• [Trecho exibido]:
◇ ◇ ◇ ◇
Nesse sentido, o quadro de avanço do coronavírus pelo Brasil aprofunda e complexifica ainda mais as incertezas, as carências e as inseguranças desses trabalhadores. Para estes “desassistidos”, a medida proposta pelo governo é a de destinar 200 reais de auxílio mensal, desde que eles não estejam inscritos em outro benefício ou programa social que lhes confira algum tipo de recurso financeiro. Aqui, novamente, trata-se de uma providência que não encontra nexo com a realidade.
E os desempregados? De acordo com os dados da Pesquisa Nacional por Amostra de Domicílios (Pnad) Contínua (janeiro de 2020) esta população soma quase 12 milhões de trabalhadores. Estes sujeitos não poderão ter quarentena, estão alijados de recursos financeiros e, muitas vezes, não têm condições de atender aos mínimos cuidados de segurança e prevenção indicados pelas agências brasileiras de saúde. São, por isso mesmo, os maiores impactados com esta conjuntura e, para alguns deles, as consequências por sua condição socioeconômica serão incomensuráveis.
Enquanto redijo estas linhas, a pandemia segue avançando e afeta, com maior intensidade, as trabalhadoras e os trabalhadores precarizados e desempregados. Nesse momento, precisamos pensar em mecanismos efetivos de proteção para estes sujeitos, porque, infelizmente, eles não estão conseguindo “optar” pela quarentena.
As forças progressistas da sociedade brasileira têm feito importantes apontamentos sobre o tema e, inclusive, estão construído plataformas com medidas interessantes para incidir em meio a esta situação, observando, sobretudo, a condição dos segmentos de trabalhadores mais prejudicados. Tais medidas passam, de forma geral, pela revogação da Emenda Constitucional 55/2016 (popularmente conhecida como “PEC do fim do mundo”), pela defesa e aprofundamento de investimentos nas políticas públicas e, mais especificamente, no âmbito do Sistema Único de Saúde, pela anistia de dívidas relacionadas às despesas básicas de água, luz e gás neste momento de crise e, também, pela estruturação de mecanismos consistentes de defesa dos empregos.
◇ ◇ ◇ ◇
• [Como fazer]:
Segundo o trecho, por que os desempregados são os mais impactados pela conjuntura da pandemia? Responda em uma a três frases. Baseie-se apenas no trecho.

• [Material de estudo]:
◇ ◇ ◇ ◇
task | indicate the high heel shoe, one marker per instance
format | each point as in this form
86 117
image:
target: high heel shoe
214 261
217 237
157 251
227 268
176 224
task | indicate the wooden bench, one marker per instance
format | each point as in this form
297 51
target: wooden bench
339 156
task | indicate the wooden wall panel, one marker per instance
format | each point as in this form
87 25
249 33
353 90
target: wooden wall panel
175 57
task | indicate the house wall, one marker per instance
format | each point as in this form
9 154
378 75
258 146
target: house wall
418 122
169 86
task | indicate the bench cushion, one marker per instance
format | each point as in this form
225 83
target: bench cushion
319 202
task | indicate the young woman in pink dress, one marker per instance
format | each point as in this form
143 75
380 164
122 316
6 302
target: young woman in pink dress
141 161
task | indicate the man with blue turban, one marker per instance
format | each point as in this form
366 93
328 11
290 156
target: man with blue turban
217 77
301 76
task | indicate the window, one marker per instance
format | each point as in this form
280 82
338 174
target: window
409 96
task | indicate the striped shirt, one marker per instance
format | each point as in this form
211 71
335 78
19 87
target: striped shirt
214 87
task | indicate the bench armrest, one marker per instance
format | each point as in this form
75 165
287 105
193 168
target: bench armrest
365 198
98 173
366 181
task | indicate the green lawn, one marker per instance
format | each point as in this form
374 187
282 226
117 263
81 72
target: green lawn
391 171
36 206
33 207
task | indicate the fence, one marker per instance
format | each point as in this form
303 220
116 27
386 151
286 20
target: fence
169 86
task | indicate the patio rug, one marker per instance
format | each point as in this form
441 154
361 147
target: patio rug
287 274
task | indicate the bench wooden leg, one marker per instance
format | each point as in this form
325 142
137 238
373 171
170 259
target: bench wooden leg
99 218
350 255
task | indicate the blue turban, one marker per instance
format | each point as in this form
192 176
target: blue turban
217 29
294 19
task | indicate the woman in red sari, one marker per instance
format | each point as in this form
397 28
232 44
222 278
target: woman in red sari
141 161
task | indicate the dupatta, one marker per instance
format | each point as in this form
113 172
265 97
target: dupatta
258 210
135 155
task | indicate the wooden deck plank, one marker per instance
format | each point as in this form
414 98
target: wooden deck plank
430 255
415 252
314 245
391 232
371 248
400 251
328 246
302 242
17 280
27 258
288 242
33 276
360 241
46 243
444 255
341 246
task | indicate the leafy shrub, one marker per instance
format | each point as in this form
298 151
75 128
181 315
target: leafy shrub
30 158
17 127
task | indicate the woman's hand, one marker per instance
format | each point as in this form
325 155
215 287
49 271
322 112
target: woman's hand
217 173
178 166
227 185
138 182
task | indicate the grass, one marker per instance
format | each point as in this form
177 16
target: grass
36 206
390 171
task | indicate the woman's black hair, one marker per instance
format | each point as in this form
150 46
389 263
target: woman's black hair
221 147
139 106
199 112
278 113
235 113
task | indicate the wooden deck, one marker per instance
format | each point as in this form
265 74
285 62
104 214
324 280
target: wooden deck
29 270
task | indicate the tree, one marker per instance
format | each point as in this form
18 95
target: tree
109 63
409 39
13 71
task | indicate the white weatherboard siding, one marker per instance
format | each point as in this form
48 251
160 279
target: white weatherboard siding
◇ ◇ ◇ ◇
• [Resposta]:
Os desempregados não podem fazer quarentena e estão privados de recursos financeiros. Além disso, muitas vezes não têm condições de seguir os cuidados mínimos de segurança e prevenção indicados pelas agências brasileiras de saúde.